TRY IT:
Starting at the top of the entries below, set down every line exactly, please, until you reach the line with "positive clicks: (227, 172)", which is included too.

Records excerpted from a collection
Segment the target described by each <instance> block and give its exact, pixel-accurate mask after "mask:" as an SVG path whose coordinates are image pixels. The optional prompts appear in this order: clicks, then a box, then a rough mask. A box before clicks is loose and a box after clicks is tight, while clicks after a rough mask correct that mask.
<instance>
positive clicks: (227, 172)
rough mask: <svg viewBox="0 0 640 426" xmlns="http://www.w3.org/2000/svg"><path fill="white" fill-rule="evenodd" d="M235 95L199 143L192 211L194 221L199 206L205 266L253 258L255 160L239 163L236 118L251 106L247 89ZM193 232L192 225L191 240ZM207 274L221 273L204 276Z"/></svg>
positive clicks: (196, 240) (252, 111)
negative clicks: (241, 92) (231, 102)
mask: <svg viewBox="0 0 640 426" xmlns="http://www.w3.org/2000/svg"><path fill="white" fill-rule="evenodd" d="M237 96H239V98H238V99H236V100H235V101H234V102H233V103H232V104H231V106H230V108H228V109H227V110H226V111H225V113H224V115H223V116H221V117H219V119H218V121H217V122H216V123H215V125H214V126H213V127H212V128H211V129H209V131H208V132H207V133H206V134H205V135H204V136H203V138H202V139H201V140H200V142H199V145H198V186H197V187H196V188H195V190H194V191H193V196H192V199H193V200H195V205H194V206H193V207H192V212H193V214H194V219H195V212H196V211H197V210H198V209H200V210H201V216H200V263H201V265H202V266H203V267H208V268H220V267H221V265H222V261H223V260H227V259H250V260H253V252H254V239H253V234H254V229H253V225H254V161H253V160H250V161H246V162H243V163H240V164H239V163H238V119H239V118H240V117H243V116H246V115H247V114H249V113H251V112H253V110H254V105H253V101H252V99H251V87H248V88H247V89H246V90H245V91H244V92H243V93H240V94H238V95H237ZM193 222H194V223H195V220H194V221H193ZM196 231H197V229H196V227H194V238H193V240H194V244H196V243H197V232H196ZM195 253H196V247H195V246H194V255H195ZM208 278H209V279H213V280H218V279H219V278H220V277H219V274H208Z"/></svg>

RESULT OF THIS TASK:
Segment the target described by each <instance> block and give its exact, pixel-accurate mask after "mask:" as an SVG path whose coordinates are image pixels. The optional prompts appear in this order: clicks, then a box, then a rough mask. A box before clicks is loose and a box after clicks is tight, while clicks after a rough mask correct that mask.
<instance>
positive clicks: (227, 172)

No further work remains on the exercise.